Exercise task: Give all of the lines again exactly as they read.

Rows:
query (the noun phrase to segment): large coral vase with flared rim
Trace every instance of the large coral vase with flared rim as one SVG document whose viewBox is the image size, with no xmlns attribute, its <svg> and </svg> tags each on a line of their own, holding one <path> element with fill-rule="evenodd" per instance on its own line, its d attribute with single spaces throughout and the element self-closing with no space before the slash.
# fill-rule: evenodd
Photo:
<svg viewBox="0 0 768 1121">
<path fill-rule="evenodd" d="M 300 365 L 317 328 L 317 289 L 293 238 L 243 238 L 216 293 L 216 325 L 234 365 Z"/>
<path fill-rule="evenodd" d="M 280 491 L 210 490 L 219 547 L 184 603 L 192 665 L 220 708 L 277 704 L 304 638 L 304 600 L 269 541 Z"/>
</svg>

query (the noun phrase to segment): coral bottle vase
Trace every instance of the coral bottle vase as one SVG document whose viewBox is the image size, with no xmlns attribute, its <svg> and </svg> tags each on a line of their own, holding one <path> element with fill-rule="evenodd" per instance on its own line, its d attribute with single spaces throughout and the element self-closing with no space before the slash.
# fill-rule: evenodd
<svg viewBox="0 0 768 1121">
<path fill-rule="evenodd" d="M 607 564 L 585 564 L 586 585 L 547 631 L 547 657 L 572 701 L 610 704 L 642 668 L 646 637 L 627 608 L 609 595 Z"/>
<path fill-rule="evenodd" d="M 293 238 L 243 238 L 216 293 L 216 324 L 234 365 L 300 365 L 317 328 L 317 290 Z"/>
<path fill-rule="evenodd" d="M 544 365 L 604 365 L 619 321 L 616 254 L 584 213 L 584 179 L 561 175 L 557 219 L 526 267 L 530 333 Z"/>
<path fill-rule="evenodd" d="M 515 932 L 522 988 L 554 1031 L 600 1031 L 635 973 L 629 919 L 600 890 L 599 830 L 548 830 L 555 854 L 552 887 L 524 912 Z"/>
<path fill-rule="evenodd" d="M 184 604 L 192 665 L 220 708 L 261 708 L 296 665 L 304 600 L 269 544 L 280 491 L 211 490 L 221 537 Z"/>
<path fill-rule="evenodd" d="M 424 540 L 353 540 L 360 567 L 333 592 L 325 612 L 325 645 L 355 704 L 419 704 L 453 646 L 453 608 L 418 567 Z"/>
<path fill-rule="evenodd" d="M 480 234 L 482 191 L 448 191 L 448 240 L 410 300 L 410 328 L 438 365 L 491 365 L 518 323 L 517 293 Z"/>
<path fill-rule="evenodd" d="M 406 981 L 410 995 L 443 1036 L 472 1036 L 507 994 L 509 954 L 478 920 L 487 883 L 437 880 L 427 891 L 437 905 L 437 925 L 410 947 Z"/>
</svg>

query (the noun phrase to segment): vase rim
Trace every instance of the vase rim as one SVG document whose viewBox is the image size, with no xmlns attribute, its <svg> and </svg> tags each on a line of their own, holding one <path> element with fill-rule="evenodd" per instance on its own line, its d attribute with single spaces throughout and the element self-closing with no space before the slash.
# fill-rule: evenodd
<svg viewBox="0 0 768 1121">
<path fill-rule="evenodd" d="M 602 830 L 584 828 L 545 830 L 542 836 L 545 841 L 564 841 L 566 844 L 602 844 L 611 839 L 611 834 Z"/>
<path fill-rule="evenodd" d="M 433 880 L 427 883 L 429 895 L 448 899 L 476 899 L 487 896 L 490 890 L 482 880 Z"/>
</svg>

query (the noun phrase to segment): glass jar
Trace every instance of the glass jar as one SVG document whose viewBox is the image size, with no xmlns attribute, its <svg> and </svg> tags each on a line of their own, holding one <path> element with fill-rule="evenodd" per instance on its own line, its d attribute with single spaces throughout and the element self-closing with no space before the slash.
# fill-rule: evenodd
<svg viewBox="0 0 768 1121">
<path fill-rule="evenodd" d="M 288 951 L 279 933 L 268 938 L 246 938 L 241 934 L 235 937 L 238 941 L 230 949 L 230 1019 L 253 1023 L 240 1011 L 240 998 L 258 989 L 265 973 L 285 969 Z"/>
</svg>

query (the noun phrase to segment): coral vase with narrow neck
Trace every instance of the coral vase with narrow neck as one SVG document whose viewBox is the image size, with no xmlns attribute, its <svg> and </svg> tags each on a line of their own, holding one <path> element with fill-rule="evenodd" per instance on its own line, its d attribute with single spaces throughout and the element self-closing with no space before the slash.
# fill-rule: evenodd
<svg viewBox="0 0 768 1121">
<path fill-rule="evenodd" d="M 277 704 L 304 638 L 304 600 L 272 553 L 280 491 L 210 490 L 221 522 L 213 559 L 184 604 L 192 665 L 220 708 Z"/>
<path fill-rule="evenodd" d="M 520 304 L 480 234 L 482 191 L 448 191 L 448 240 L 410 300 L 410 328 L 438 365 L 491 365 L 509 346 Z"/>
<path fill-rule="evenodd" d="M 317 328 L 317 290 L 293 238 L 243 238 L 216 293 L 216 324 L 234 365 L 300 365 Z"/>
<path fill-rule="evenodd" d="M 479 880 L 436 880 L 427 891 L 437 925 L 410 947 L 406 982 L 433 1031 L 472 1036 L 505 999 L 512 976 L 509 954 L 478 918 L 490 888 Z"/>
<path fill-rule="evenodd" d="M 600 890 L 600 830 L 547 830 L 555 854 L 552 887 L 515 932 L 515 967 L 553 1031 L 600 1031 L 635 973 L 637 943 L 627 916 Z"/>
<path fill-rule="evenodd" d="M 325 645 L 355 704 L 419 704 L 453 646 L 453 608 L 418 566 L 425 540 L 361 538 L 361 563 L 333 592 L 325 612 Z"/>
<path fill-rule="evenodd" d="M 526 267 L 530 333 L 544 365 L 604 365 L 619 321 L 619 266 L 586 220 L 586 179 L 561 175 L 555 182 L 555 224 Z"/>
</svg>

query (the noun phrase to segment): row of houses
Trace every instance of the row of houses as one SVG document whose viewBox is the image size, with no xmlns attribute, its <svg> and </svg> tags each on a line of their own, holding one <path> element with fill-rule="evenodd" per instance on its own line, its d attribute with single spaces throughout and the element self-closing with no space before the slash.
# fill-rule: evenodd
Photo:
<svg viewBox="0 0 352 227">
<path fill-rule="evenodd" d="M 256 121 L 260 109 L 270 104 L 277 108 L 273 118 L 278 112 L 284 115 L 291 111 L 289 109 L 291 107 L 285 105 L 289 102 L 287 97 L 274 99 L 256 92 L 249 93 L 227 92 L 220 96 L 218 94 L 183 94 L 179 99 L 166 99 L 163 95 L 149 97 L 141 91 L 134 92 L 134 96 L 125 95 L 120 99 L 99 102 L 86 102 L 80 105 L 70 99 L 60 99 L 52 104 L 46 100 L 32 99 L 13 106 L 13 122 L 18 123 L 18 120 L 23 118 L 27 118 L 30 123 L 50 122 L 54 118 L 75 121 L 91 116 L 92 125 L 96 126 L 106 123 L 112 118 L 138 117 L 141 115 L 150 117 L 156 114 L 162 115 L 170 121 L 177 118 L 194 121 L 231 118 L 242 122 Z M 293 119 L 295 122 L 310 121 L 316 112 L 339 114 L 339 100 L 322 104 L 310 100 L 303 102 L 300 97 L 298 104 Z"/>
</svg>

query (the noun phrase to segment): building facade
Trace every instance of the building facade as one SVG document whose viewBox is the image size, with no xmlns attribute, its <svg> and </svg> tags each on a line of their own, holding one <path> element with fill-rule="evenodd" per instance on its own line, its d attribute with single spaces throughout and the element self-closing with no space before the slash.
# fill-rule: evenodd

Reply:
query (the noun phrase to segment): large coral vase with flared rim
Trace every instance of the large coral vase with flared rim as one SVG document whose viewBox is the image size, with no xmlns attribute, its <svg> and </svg> tags each on a line of their own, holding one <path> element with fill-rule="evenodd" per instance on its own line, its d attribute with single spaces throughout and the element self-closing with no space before the slash.
# fill-rule: evenodd
Photo:
<svg viewBox="0 0 768 1121">
<path fill-rule="evenodd" d="M 300 365 L 317 328 L 317 289 L 293 238 L 243 238 L 216 293 L 216 325 L 234 365 Z"/>
<path fill-rule="evenodd" d="M 280 491 L 210 490 L 219 547 L 184 603 L 192 665 L 220 708 L 277 704 L 304 638 L 304 600 L 269 541 Z"/>
</svg>

query (the noun phrase to segment): coral bottle vase
Trace every instance of the coral bottle vase as one SVG document whose viewBox is the image size, with no xmlns attribute, its <svg> and </svg> tags each on a line of their own, holding one <path> element with fill-rule="evenodd" per instance on its own line, its d attribute with single spaces throughout and the element self-closing with no space before the slash.
# fill-rule: evenodd
<svg viewBox="0 0 768 1121">
<path fill-rule="evenodd" d="M 607 564 L 585 564 L 586 585 L 547 631 L 547 657 L 572 701 L 610 704 L 642 668 L 646 637 L 627 608 L 609 595 Z"/>
<path fill-rule="evenodd" d="M 293 238 L 243 238 L 216 293 L 216 324 L 234 365 L 300 365 L 317 328 L 317 290 Z"/>
<path fill-rule="evenodd" d="M 544 365 L 604 365 L 619 321 L 616 254 L 584 213 L 584 179 L 561 175 L 557 219 L 526 267 L 530 333 Z"/>
<path fill-rule="evenodd" d="M 515 932 L 522 988 L 554 1031 L 600 1031 L 635 973 L 629 919 L 600 890 L 599 830 L 548 830 L 555 854 L 552 887 L 524 912 Z"/>
<path fill-rule="evenodd" d="M 184 604 L 192 665 L 220 708 L 261 708 L 296 665 L 304 600 L 269 544 L 280 491 L 211 490 L 221 537 Z"/>
<path fill-rule="evenodd" d="M 424 540 L 353 540 L 360 567 L 333 592 L 325 612 L 325 645 L 355 704 L 419 704 L 453 646 L 453 608 L 418 567 Z"/>
<path fill-rule="evenodd" d="M 480 234 L 482 191 L 448 191 L 448 240 L 410 300 L 410 328 L 438 365 L 491 365 L 518 323 L 517 293 Z"/>
<path fill-rule="evenodd" d="M 406 981 L 410 995 L 443 1036 L 472 1036 L 507 994 L 509 954 L 478 920 L 487 883 L 437 880 L 427 891 L 437 905 L 437 925 L 410 947 Z"/>
</svg>

query (the noun phrase to segment): vase rim
Trace every instance of the vase rim as one SVG document whose viewBox is the image size, with no xmlns attribute, its <svg> and </svg> tags each on a line of their own, holding one <path> element with fill-rule="evenodd" per instance on its own line, its d attribute with single spaces throughout and the element self-closing with no space before the slash.
# fill-rule: evenodd
<svg viewBox="0 0 768 1121">
<path fill-rule="evenodd" d="M 602 830 L 584 828 L 545 830 L 542 836 L 545 841 L 564 841 L 566 844 L 602 844 L 611 839 L 611 834 Z"/>
<path fill-rule="evenodd" d="M 433 880 L 427 883 L 429 895 L 448 899 L 476 899 L 487 896 L 490 890 L 482 880 Z"/>
</svg>

query (the noun phrase to segment): glass jar
Trace every instance of the glass jar as one SVG document whose viewBox is the image size, with no xmlns attribute, its <svg> and </svg> tags each on a line of their own, holding one <path> element with fill-rule="evenodd" per instance on its own line, its d attribute with single spaces throughout and the element self-closing with no space before the slash.
# fill-rule: evenodd
<svg viewBox="0 0 768 1121">
<path fill-rule="evenodd" d="M 288 951 L 279 933 L 268 938 L 246 938 L 241 934 L 235 937 L 238 941 L 230 949 L 230 1019 L 253 1023 L 240 1011 L 240 998 L 258 989 L 265 973 L 285 969 Z"/>
</svg>

query (the noun phrase to segment): coral vase with narrow neck
Trace every instance of the coral vase with narrow neck as one SVG document whose viewBox is the image size, with no xmlns attribute, its <svg> and </svg> tags each on a line of their own, holding one <path> element with fill-rule="evenodd" per instance on its own line, its d attribute with single spaces throughout and the element self-closing with no space before the slash.
# fill-rule: evenodd
<svg viewBox="0 0 768 1121">
<path fill-rule="evenodd" d="M 277 704 L 304 638 L 304 600 L 272 553 L 280 491 L 210 490 L 221 522 L 213 559 L 184 604 L 192 665 L 220 708 Z"/>
<path fill-rule="evenodd" d="M 520 304 L 480 234 L 482 191 L 448 191 L 448 240 L 410 300 L 410 328 L 438 365 L 491 365 L 509 346 Z"/>
<path fill-rule="evenodd" d="M 317 328 L 317 290 L 293 238 L 243 238 L 216 293 L 216 324 L 234 365 L 300 365 Z"/>
<path fill-rule="evenodd" d="M 479 880 L 436 880 L 427 891 L 437 925 L 410 947 L 406 982 L 433 1031 L 472 1036 L 505 999 L 512 976 L 509 954 L 478 918 L 490 888 Z"/>
<path fill-rule="evenodd" d="M 600 890 L 600 830 L 547 830 L 555 854 L 552 887 L 515 932 L 515 967 L 553 1031 L 600 1031 L 635 973 L 637 943 L 627 916 Z"/>
<path fill-rule="evenodd" d="M 325 645 L 355 704 L 419 704 L 453 646 L 453 608 L 418 566 L 425 540 L 361 538 L 361 563 L 333 592 L 325 612 Z"/>
<path fill-rule="evenodd" d="M 526 267 L 530 333 L 544 365 L 604 365 L 619 321 L 619 266 L 586 220 L 586 179 L 561 175 L 555 182 L 555 224 Z"/>
</svg>

query (the noun phrase to segment): row of houses
Trace every instance of the row of houses as one SVG document whose viewBox is the image size, with no xmlns attribute, its <svg> and </svg> tags each on a line of their own, holding one <path> element with fill-rule="evenodd" per instance on its own line, its d attribute with single spaces throughout and the element self-closing with no space before the slash.
# fill-rule: evenodd
Photo:
<svg viewBox="0 0 352 227">
<path fill-rule="evenodd" d="M 256 121 L 260 109 L 270 104 L 277 108 L 273 118 L 278 112 L 284 115 L 291 111 L 289 109 L 291 107 L 285 105 L 289 102 L 287 97 L 274 99 L 256 92 L 249 93 L 227 92 L 220 96 L 218 94 L 183 94 L 179 99 L 166 99 L 163 95 L 149 97 L 141 91 L 134 92 L 134 96 L 125 95 L 120 99 L 99 102 L 86 102 L 80 105 L 70 99 L 60 99 L 52 104 L 46 100 L 32 99 L 13 106 L 13 122 L 18 123 L 18 120 L 23 118 L 27 118 L 30 123 L 50 122 L 54 118 L 75 121 L 91 116 L 92 125 L 96 126 L 106 123 L 112 118 L 138 117 L 141 115 L 150 117 L 156 114 L 162 115 L 170 121 L 177 118 L 194 121 L 231 118 L 242 122 Z M 293 119 L 295 122 L 310 121 L 316 112 L 339 114 L 339 100 L 322 104 L 310 100 L 303 102 L 300 97 L 298 104 Z"/>
</svg>

query (the noun phrase to segment): building facade
Trace every instance of the building facade as one SVG document whose viewBox is the image size, with no xmlns attribute, its <svg> and </svg> tags each on a line of their own, holding one <path> element with fill-rule="evenodd" per instance on its own line, its d attribute with single spaces throughout and the element self-closing with no space before the slash.
# fill-rule: evenodd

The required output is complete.